BEGIN Extract to read

People don’t want to get hurt while they’re at work, but wanting to be safe and actually being safe are two very different things.
That’s one lesson Paul Balmert learned from decades in the chemical industry followed by work as a consultant. After traveling around the world he realized many people don’t understand how important leaders are for safety.
“Leaders sending followers home safely every day is probably the most overlooked,” Balmert, founder of Balmert Consulting and author of “Alive And Well At The End Of The Day: The Supervisor’s Guide To Managing Safety Performance In Operations” told the Williston Herald.
In 2003, that led to the creation of the Balmert Consulting Award for Distinguished Safety Leadership. On Friday, Lonnie Brannin, director of northern operations for Steel Energy Services, received the award.
The award isn’t an annual feature, or even a regular one — it only goes to leaders Balmert and his team think are the best of the best.
“In two decades, we’ve given out a handful of these,” Balmert said.
Brannin said he was honored by the award because it recognized how important it is that everyone on his team goes home alive and well at the end of a shift.
“The award itself is a high point of my career so far,” Brannin told the Williston Herald. “It’s unbelievable. It signifies what we’re all about.”
Brannin was nominated for the award by Van Long, a senior consultant with Balmert Consulting.

END Extract to read

> _Task list_:
1. In the article on the safety leadership award, who nominated Lonnie Brannin?
2. Extend the article on Lonnie Brannin's safety leadership award, picking up after its final sentence.
None of the stored records are needed here.

BEGIN Provided records

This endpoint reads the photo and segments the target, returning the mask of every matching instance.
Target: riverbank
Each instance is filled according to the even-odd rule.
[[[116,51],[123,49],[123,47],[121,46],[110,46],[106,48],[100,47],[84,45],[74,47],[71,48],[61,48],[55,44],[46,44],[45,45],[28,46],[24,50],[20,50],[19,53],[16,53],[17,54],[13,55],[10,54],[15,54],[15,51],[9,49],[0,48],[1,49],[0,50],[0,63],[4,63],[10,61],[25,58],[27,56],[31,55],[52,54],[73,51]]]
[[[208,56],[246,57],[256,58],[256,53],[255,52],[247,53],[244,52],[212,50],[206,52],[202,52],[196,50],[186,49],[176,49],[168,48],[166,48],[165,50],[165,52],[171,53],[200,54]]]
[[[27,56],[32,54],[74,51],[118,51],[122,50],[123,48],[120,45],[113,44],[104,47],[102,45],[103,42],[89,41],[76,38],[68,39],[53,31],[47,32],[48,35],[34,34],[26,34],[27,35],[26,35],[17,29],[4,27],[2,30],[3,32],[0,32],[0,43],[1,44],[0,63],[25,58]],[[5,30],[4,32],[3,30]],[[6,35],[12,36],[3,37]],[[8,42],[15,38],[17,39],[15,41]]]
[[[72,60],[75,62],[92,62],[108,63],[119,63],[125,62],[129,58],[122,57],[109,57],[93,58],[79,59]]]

END Provided records

> _Expected results_:
1. Van Long, a senior consultant with Balmert Consulting.

2.
“Like so many of his peers in the energy services business, Lonnie was running a highly hazardous operation characterized by high turnover and a ‘get it done’ culture,” Long said. “Achieving real change in safety performance can seem to fall somewhere between difficult and just about impossible.”
In 2017, the Recordable Injury Frequency Rate for his operation was 6.8, more than double the industrial average. Today it stands at .45.
That held true even during 2020, with the coronavirus pandemic and a price war both causing turmoil in the energy industry.
In March 2020, operations slowed down and remained slow for about three months, but safety has still been a priority.
“It all starts with onboarding and training,” Brannin said.
Bruce Garthwaite, a consultant with Balmert Consulting, was also the first recipient of the award in 2003. On Friday, he was among those who presented Branning with the award.
Garthwaite said he saw Brannin as an example of a servant leader.
“Servant leaders put the welfare of their followers above their own,” he said.
Balmert said Brannin showed clearly how one leader can make a big difference.
“His award comes as well-deserved recognition for his accomplishments in making the world a safer place to work,” Balmert said. “We know the example he’s setting will serve as a role model for the thousands of industrial leaders the world over who will learn of his work.”
Brannin said the advice he had for leaders was to understand how much the team matters.
“Valuing your people above all else makes you a successful leader,” he said.